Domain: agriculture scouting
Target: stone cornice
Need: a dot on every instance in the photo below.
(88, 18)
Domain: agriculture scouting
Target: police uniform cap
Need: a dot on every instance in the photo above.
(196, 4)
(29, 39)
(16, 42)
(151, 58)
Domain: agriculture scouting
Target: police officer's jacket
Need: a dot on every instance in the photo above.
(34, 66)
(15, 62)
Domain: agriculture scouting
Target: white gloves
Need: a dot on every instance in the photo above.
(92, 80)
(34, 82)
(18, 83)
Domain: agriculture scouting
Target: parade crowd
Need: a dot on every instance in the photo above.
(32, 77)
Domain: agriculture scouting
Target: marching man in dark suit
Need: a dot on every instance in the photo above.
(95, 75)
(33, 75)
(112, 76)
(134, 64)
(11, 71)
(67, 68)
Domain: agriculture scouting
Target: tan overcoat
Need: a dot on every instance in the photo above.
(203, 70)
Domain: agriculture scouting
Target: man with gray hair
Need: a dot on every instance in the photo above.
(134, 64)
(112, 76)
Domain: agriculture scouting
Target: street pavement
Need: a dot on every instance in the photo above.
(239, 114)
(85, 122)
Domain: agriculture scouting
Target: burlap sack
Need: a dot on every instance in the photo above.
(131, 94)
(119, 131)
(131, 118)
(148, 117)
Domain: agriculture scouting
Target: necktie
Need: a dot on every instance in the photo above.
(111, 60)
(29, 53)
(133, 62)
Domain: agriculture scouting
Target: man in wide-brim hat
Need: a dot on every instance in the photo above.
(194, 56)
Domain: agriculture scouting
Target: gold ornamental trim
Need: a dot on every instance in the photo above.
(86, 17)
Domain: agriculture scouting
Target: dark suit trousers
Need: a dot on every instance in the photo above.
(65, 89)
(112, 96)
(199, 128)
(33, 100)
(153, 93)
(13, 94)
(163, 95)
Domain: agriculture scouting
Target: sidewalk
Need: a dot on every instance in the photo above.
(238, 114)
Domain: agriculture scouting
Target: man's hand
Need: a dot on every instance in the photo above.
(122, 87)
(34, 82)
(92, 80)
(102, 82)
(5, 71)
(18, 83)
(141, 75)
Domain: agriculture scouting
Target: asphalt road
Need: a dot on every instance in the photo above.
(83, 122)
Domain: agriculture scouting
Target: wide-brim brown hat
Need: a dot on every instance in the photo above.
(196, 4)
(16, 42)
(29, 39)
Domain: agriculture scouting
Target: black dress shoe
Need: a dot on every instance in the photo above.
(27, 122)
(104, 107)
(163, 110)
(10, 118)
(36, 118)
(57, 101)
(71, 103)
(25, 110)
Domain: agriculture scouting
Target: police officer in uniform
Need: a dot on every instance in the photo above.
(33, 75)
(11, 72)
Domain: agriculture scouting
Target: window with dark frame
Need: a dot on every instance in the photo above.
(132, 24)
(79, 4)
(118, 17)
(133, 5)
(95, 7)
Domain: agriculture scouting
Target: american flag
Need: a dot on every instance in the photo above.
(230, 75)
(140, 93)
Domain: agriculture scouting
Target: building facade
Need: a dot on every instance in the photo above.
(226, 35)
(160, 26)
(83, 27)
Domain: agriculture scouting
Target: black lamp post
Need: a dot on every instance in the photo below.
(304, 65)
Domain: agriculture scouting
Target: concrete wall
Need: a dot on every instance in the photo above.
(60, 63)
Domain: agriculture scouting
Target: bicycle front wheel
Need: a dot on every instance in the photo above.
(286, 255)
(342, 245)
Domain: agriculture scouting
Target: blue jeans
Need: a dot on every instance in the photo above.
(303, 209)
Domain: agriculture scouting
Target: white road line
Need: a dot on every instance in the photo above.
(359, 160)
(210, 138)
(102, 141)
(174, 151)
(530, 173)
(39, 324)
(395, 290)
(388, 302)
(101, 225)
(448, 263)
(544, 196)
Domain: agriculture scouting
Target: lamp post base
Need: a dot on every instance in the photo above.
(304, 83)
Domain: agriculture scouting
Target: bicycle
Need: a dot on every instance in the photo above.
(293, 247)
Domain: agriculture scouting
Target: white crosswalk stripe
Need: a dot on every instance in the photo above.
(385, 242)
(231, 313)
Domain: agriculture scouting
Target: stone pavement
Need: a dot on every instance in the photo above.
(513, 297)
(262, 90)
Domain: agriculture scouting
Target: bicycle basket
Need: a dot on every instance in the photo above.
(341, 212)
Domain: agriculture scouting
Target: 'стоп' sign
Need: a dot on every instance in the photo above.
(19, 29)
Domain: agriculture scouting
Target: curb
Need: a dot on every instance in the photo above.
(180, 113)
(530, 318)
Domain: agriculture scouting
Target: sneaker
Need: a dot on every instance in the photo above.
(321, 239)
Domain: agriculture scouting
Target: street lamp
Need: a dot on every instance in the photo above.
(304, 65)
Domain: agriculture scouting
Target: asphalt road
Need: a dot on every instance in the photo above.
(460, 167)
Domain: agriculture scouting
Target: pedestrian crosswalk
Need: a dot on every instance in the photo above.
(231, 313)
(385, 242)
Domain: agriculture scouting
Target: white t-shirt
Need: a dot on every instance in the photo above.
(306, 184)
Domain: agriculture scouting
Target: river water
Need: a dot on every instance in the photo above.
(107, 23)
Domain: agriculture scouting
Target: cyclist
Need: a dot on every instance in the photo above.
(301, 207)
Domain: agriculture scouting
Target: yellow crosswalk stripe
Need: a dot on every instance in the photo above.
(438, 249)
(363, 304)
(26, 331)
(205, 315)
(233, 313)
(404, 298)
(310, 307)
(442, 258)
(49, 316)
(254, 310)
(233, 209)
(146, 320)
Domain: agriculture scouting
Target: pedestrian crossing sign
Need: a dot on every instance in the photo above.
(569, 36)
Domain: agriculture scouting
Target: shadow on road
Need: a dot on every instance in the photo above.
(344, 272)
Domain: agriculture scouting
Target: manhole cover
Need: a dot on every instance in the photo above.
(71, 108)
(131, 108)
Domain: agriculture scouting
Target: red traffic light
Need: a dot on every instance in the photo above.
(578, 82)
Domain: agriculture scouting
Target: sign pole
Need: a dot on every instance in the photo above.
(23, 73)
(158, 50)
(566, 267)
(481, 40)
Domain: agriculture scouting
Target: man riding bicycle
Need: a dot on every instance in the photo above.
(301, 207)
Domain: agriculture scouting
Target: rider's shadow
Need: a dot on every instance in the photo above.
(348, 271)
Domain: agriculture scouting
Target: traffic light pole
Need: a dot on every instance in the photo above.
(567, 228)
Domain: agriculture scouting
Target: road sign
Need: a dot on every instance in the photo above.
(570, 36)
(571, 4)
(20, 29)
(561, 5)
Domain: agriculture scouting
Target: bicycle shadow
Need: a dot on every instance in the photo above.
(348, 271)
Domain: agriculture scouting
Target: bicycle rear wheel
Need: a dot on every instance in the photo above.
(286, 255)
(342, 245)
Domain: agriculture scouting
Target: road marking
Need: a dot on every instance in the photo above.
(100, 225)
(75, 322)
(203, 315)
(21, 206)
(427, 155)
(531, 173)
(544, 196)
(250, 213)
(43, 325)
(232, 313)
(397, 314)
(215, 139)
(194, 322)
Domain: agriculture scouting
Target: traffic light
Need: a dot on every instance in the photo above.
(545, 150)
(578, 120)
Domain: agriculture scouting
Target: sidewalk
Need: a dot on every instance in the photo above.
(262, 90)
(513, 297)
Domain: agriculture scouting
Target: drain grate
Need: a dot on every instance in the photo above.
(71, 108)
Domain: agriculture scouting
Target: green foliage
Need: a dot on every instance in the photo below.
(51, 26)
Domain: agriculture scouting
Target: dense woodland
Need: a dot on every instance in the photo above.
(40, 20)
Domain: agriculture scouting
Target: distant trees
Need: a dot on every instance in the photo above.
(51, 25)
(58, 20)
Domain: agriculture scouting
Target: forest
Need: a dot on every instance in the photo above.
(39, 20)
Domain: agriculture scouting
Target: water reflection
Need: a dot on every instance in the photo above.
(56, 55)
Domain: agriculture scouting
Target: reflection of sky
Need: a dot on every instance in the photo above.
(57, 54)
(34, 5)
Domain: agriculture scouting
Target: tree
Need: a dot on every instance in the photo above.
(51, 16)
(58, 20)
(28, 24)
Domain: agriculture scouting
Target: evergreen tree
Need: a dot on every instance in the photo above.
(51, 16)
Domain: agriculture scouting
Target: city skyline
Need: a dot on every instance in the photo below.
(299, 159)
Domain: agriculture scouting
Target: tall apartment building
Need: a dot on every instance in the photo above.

(What is expected): Pull out every line of the material above that contains the string "dark", matching case exactly.

(Final result):
Target: marching man in dark suit
Target: dark suit trousers
Target: window with dark frame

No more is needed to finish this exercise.